▶

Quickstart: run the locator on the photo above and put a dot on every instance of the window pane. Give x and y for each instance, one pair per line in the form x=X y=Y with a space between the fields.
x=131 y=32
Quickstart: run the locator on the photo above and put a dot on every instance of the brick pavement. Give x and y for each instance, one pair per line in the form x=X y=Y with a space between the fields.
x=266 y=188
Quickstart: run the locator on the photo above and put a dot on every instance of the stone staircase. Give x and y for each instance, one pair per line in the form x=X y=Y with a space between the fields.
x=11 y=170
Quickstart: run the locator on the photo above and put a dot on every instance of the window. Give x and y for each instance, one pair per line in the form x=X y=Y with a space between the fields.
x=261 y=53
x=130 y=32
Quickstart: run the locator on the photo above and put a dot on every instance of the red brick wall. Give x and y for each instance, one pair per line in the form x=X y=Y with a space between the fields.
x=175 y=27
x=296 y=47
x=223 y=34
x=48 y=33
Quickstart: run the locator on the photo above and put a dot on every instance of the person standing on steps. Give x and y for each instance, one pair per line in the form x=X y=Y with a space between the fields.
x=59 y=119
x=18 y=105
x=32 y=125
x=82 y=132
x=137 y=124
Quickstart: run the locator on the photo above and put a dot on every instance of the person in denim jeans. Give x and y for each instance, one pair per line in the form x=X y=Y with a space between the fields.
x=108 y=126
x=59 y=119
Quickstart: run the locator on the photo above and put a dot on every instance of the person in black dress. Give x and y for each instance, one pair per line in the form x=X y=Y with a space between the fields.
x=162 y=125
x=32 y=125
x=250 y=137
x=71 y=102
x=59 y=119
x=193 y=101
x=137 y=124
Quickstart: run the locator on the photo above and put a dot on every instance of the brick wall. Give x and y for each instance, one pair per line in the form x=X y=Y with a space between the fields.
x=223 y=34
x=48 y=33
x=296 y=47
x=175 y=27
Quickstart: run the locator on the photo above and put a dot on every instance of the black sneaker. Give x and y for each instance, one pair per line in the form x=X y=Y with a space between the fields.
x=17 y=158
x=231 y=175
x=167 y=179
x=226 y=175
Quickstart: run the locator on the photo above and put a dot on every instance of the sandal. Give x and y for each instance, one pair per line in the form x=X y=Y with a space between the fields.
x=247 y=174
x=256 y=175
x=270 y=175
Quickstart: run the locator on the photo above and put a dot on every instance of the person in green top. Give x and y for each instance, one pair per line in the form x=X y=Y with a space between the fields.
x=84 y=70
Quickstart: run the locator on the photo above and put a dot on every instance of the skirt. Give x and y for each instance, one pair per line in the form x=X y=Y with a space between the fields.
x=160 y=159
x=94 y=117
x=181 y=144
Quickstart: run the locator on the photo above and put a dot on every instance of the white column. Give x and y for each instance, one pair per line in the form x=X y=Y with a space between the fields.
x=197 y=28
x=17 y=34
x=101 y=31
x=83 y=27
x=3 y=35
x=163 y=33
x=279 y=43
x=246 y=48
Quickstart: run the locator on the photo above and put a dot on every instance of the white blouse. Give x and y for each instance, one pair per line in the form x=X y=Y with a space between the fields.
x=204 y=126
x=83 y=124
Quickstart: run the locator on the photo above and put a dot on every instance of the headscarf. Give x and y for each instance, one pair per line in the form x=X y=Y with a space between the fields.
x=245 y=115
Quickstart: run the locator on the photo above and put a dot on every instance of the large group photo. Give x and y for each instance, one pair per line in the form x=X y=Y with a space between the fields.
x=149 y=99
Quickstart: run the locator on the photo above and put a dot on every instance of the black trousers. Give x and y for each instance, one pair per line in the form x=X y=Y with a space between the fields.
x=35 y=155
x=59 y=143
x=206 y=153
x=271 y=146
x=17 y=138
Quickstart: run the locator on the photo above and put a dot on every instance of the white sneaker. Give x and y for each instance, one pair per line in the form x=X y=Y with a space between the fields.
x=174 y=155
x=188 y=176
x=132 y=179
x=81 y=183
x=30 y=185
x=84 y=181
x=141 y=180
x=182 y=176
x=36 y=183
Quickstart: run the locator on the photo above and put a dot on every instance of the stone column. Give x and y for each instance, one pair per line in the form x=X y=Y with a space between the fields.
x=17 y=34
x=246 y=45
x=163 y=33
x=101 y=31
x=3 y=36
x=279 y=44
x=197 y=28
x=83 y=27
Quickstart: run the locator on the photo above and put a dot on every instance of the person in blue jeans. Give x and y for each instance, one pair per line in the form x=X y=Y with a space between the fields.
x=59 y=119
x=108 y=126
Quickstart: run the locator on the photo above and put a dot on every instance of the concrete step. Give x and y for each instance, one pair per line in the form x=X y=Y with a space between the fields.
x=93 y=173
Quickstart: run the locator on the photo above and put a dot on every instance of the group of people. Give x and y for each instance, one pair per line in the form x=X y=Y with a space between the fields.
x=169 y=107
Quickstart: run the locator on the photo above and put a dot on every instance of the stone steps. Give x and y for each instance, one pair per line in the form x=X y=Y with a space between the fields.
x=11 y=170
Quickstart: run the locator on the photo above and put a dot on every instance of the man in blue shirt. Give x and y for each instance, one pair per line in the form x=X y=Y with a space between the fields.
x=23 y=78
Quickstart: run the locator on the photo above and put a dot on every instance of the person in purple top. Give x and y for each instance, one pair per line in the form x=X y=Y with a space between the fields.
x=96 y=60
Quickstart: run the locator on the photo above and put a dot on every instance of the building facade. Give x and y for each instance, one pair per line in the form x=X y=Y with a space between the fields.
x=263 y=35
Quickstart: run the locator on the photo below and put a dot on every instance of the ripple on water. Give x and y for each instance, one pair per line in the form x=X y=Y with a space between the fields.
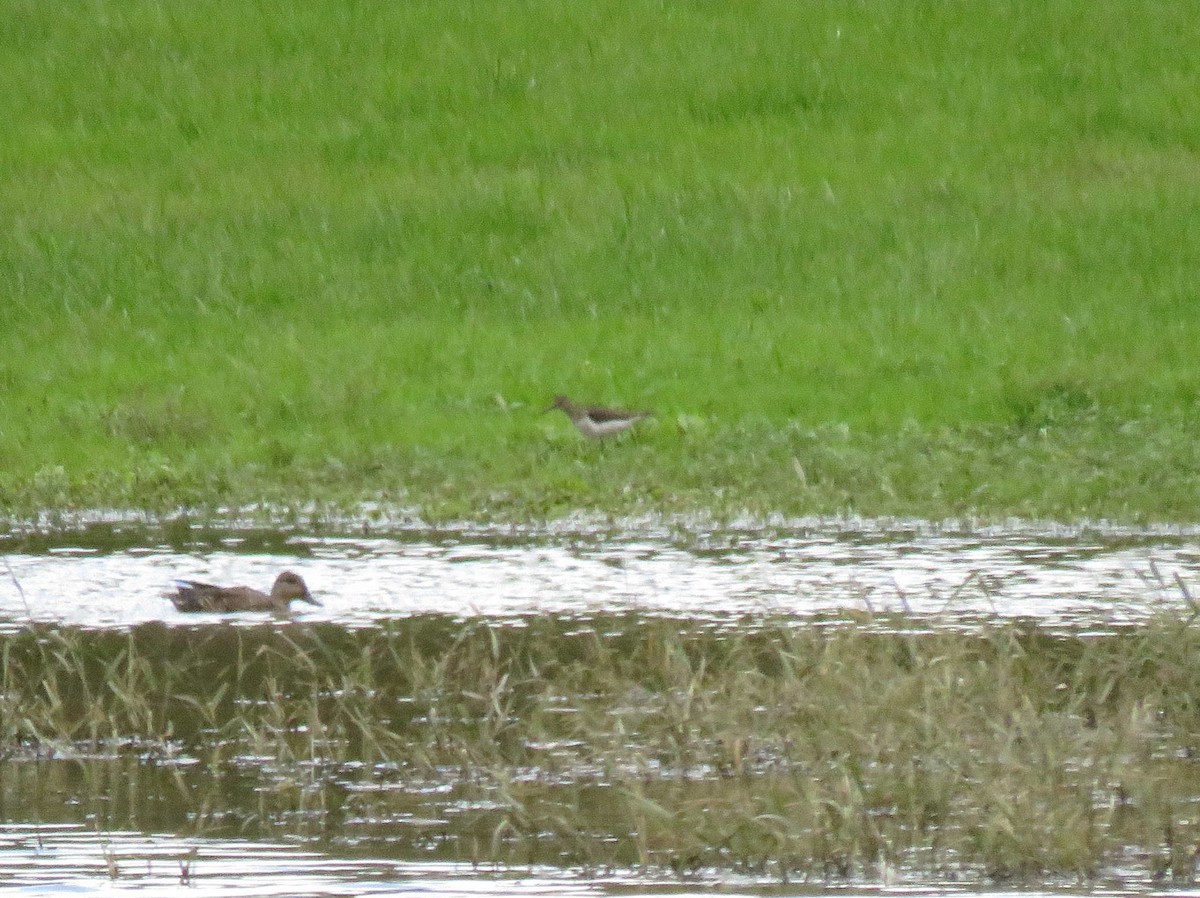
x=1080 y=579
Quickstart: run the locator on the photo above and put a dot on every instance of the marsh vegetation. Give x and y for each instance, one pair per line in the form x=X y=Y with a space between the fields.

◀

Copy the items above word for word, starting at the very first line and ending at the line that contains "x=266 y=188", with both of those lines included.

(SOLVED PROBLEM)
Quickstart: run the locator on the photo above and put a dot on every instance of the window pane. Give x and y for each instance, one pair per line in the form x=X y=Y with a space between the fields.
x=131 y=32
Quickstart: run the locator on the photo above and put a dot on every instance of the brick pavement. Give x and y for each instance, one pair per line in the form x=X y=Y with a space between the fields.
x=266 y=188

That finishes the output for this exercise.